### WORK INSTRUCTIONS:
Transcribe the closing lines of the listing exactly, starting at the one that contains "If you could tag the gray" and including the last.

### RECORD SET:
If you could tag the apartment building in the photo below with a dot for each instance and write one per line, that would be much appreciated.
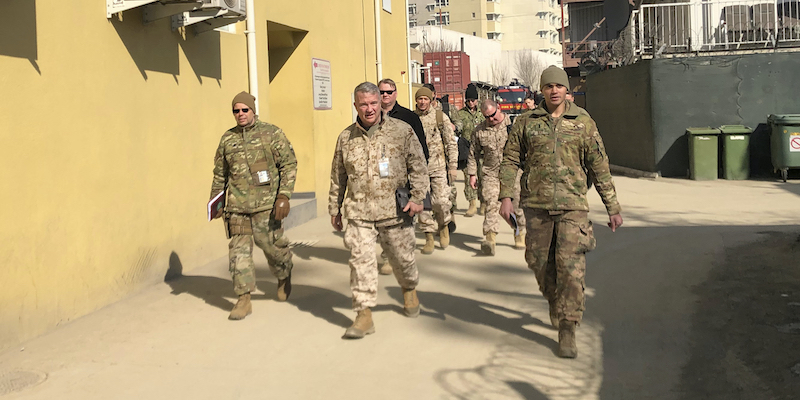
(516, 24)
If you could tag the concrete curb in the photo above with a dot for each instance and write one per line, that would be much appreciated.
(633, 173)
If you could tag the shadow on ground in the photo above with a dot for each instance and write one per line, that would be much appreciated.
(745, 340)
(441, 305)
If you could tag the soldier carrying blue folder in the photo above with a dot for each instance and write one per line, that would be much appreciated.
(255, 165)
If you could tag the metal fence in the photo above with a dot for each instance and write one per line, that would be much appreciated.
(712, 25)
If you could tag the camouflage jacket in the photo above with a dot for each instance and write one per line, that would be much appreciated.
(489, 141)
(242, 156)
(440, 157)
(552, 154)
(466, 121)
(357, 189)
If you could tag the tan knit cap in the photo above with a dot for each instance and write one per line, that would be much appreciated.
(554, 74)
(423, 91)
(246, 99)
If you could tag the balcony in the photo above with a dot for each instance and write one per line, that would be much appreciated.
(727, 25)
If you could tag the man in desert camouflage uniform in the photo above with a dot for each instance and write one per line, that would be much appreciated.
(256, 167)
(442, 167)
(373, 158)
(552, 144)
(489, 139)
(466, 120)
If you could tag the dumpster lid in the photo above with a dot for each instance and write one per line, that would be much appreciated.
(707, 130)
(735, 129)
(784, 119)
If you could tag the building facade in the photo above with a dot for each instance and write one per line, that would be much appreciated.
(111, 126)
(515, 24)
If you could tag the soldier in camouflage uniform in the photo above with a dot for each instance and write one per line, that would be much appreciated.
(465, 120)
(442, 167)
(489, 139)
(552, 144)
(256, 167)
(373, 158)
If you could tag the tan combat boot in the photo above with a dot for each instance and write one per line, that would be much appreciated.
(519, 241)
(361, 327)
(444, 237)
(473, 208)
(428, 248)
(242, 308)
(410, 303)
(567, 348)
(284, 288)
(487, 246)
(553, 314)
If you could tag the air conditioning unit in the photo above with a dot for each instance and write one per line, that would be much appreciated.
(165, 8)
(117, 6)
(212, 14)
(232, 6)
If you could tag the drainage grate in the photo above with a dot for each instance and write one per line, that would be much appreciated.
(303, 243)
(14, 381)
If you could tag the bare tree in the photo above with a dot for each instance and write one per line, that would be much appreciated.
(500, 73)
(529, 67)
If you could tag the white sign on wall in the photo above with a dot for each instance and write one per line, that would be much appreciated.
(323, 89)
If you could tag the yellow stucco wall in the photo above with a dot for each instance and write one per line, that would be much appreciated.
(109, 130)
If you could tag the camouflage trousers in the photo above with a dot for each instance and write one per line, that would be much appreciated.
(441, 193)
(397, 241)
(267, 235)
(469, 192)
(555, 249)
(491, 192)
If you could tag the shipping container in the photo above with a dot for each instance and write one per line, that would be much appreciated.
(449, 73)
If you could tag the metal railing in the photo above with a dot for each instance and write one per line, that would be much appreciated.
(715, 25)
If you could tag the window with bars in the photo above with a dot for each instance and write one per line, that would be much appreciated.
(493, 17)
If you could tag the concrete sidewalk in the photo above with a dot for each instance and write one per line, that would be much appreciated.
(483, 334)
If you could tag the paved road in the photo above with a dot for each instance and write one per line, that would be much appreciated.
(697, 296)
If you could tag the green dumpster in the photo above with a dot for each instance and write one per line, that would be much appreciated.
(785, 142)
(703, 158)
(735, 151)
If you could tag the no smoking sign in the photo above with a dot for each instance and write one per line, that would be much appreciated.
(794, 143)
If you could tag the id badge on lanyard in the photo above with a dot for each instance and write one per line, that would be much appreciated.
(383, 164)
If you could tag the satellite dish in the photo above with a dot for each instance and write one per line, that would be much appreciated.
(617, 13)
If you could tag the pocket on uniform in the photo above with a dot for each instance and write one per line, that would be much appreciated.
(586, 240)
(279, 239)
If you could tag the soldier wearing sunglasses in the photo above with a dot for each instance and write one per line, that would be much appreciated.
(256, 167)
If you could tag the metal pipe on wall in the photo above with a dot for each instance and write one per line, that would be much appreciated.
(378, 39)
(252, 60)
(408, 60)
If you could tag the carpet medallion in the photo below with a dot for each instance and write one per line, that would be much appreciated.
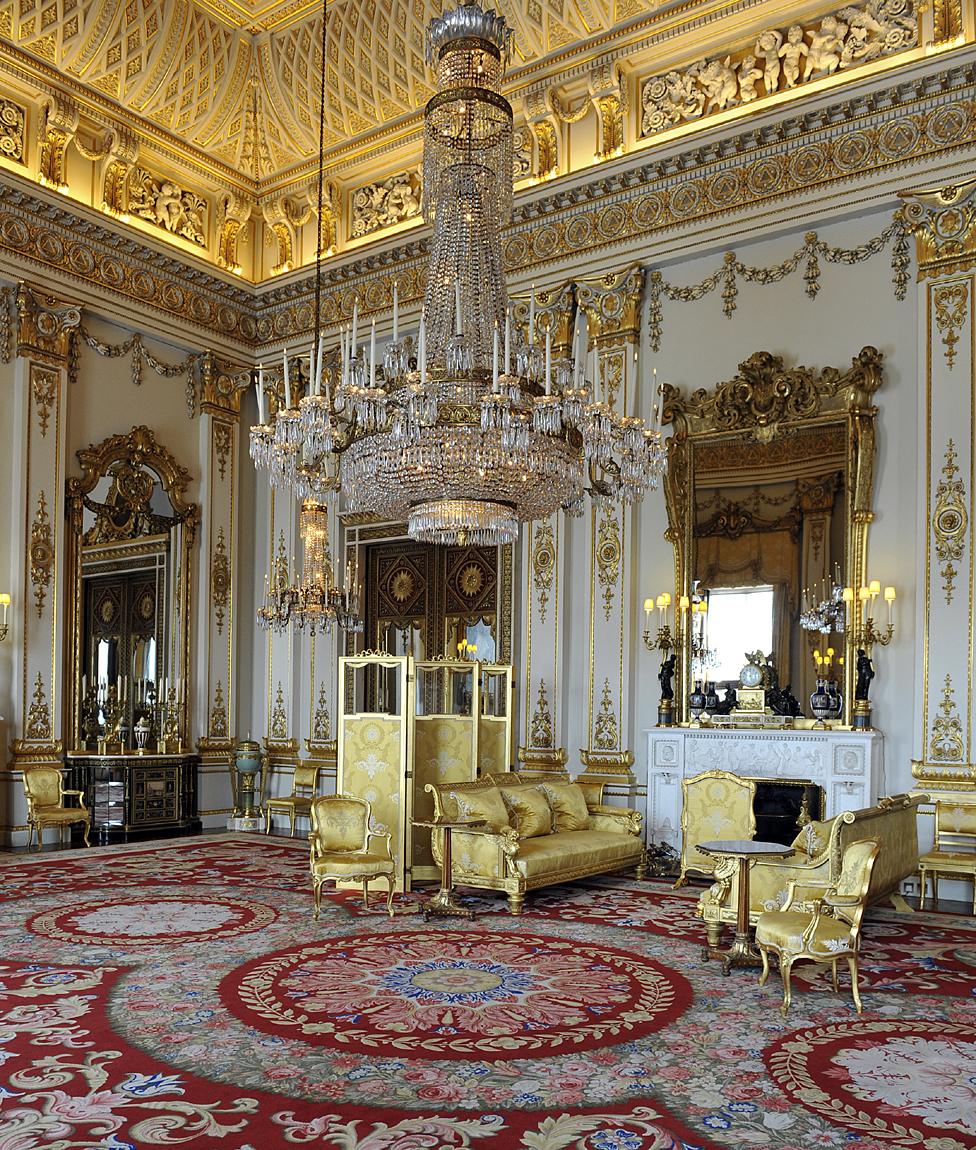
(438, 994)
(182, 995)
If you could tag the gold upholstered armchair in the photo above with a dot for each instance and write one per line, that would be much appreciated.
(824, 930)
(297, 805)
(715, 804)
(340, 848)
(46, 806)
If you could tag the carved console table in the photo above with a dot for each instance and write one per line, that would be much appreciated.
(847, 764)
(137, 796)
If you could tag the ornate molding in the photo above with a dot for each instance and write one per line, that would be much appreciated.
(385, 204)
(540, 729)
(544, 558)
(13, 125)
(781, 60)
(950, 521)
(39, 723)
(279, 717)
(46, 326)
(217, 727)
(612, 304)
(44, 389)
(41, 554)
(946, 742)
(951, 301)
(608, 560)
(606, 729)
(220, 581)
(943, 221)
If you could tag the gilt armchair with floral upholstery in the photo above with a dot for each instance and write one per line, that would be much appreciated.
(715, 804)
(46, 806)
(340, 848)
(823, 930)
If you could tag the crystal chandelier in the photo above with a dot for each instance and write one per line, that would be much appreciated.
(314, 603)
(474, 429)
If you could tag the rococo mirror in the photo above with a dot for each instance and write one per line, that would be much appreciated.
(769, 498)
(130, 535)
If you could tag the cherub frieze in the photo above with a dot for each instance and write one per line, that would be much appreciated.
(779, 60)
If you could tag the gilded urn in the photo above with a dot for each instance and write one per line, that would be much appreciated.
(247, 765)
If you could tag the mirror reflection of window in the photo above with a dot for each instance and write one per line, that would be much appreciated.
(739, 620)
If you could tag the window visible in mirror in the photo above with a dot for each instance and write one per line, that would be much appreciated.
(739, 620)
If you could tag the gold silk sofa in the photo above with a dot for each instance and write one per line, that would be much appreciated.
(527, 843)
(816, 863)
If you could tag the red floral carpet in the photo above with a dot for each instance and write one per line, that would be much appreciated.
(181, 995)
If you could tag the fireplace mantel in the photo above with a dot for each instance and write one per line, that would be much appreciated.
(847, 764)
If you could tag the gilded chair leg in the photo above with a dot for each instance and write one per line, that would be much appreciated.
(765, 953)
(852, 961)
(788, 994)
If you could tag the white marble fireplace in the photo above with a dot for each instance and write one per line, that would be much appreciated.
(847, 764)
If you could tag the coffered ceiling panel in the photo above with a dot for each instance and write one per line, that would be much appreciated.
(239, 78)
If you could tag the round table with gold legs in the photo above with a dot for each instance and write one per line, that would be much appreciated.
(745, 851)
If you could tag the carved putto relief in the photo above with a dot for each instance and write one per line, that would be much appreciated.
(385, 202)
(169, 206)
(779, 60)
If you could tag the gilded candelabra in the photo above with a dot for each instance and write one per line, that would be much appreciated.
(171, 723)
(862, 636)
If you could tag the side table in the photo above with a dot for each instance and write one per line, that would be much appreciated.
(444, 902)
(746, 852)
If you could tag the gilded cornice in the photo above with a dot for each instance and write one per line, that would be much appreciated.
(943, 221)
(759, 167)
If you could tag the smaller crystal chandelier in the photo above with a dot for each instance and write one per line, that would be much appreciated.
(316, 603)
(824, 610)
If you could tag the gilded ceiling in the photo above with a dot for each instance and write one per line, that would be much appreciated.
(238, 79)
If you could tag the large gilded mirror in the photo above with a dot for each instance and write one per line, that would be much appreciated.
(769, 498)
(129, 544)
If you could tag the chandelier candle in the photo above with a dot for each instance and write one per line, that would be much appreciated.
(462, 451)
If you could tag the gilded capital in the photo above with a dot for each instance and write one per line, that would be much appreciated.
(612, 304)
(222, 385)
(45, 326)
(943, 221)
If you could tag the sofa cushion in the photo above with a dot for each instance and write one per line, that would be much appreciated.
(482, 804)
(569, 806)
(813, 838)
(529, 810)
(576, 851)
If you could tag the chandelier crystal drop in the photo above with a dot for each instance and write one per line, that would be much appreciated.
(473, 428)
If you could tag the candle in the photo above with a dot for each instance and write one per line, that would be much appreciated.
(422, 352)
(577, 351)
(889, 598)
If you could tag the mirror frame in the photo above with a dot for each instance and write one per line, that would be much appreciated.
(139, 449)
(762, 403)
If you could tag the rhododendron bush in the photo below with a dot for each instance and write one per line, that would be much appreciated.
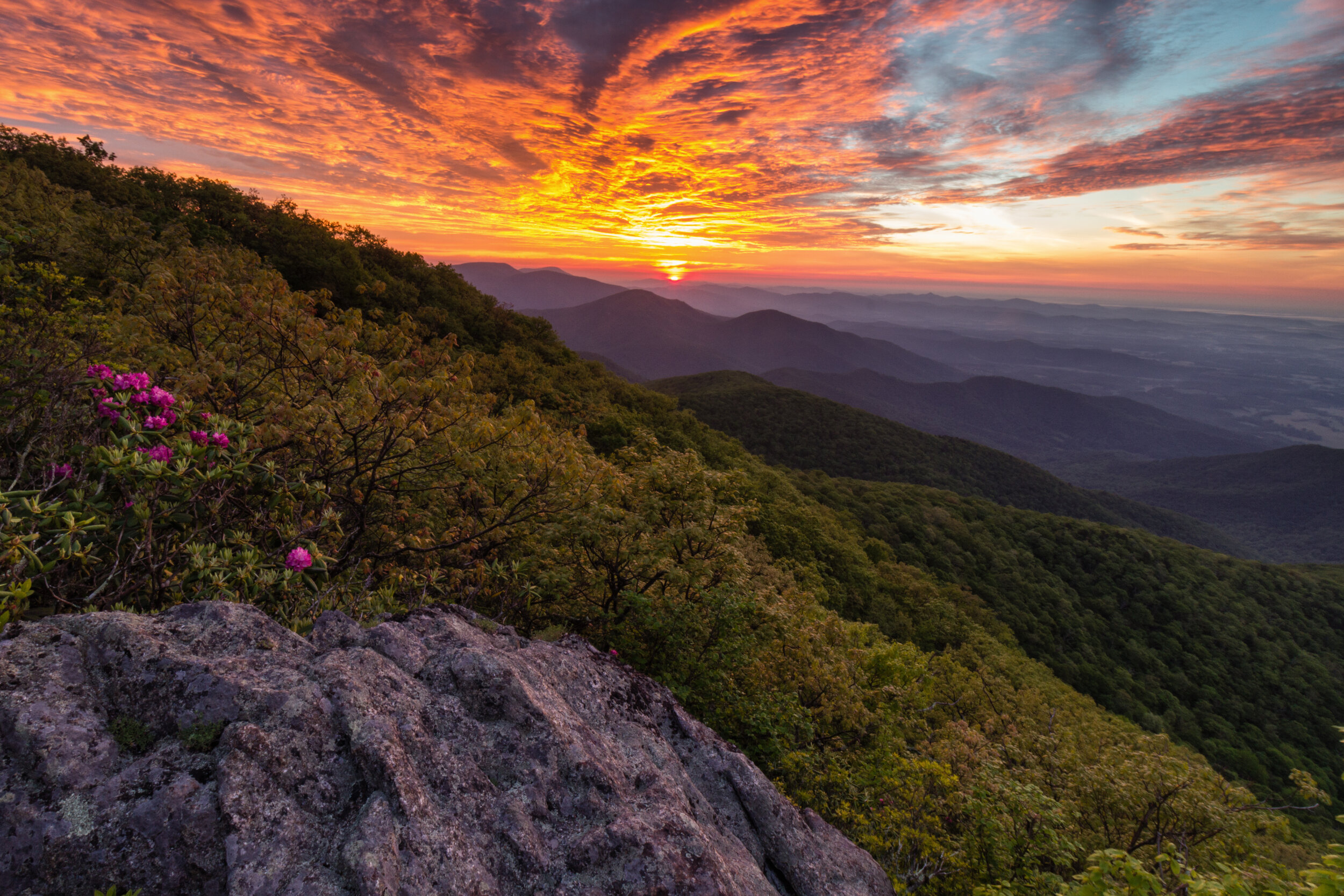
(176, 425)
(146, 516)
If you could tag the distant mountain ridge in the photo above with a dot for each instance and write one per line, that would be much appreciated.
(659, 338)
(1284, 504)
(538, 288)
(810, 433)
(1041, 424)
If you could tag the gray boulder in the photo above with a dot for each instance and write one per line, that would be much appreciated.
(420, 757)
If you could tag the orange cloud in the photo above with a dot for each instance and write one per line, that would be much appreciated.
(706, 131)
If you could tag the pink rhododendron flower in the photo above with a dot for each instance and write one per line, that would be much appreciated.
(158, 453)
(124, 382)
(299, 559)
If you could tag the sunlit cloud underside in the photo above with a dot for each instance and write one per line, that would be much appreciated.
(1195, 144)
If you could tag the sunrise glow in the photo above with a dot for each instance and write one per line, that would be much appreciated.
(1138, 146)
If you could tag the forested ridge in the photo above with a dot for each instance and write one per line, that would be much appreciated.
(810, 433)
(209, 397)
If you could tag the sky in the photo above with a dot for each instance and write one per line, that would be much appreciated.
(1183, 152)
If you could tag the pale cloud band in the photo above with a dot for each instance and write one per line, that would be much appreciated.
(716, 125)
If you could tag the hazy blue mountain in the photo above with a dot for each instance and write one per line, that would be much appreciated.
(538, 288)
(655, 338)
(1041, 424)
(1284, 504)
(808, 433)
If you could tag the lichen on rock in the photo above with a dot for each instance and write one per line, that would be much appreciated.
(424, 755)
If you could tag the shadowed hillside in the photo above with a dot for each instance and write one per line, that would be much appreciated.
(804, 432)
(1041, 424)
(656, 338)
(545, 288)
(1284, 504)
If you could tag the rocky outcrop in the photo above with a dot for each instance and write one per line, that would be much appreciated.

### EXERCISE RESPONSE:
If you could tag the gray boulder in the photo above with a dot for each instance and write one per line, that would be much appreciated.
(420, 757)
If you could tag the orange cloud in the photo above with a dot for each instance and write one per line, that would be much appreciated.
(706, 131)
If you could tag the pink rhododendron flower in the photo above with a dot for each instance and write one per line, that would be much appreciated.
(158, 453)
(124, 382)
(299, 559)
If you could tag the sunlit cloud underside in the photo above with a dot for each instance and write one per line, that would be much appreciated.
(1195, 144)
If you could tag the sunrise glow in the photo above with a dot for each instance and write one per line, that would be much appreciated.
(1138, 146)
If you could tag the forested ridge in the photo above with a dot for each instance and write one per line, that would be much appreciated.
(810, 433)
(209, 397)
If you could tag the sky in the photo above with a dot for each instance and write one per line, that would be much appreciated.
(1183, 152)
If you could tag the pale cloud band in the photo above with a dot for each instance and write one per line, that would be much appreciated.
(716, 125)
If you could tag the hazy blue mountain in the photo above with a dot for each instance and write one per line, that would be much appreciated.
(538, 288)
(655, 338)
(1041, 424)
(1284, 504)
(808, 433)
If you could tag the lichen on rock in the photo above with a dot for each instance and write one per line, that would be much appreciated.
(424, 755)
If you could tag the shadowed hillside in the photo above with a dot for each instance and write one per line, that would be much appreciated.
(804, 432)
(1041, 424)
(656, 338)
(545, 288)
(1284, 504)
If you could tag the rocky outcrop in the photo above with a dot for each instance and write one per line, that would be much appreciated.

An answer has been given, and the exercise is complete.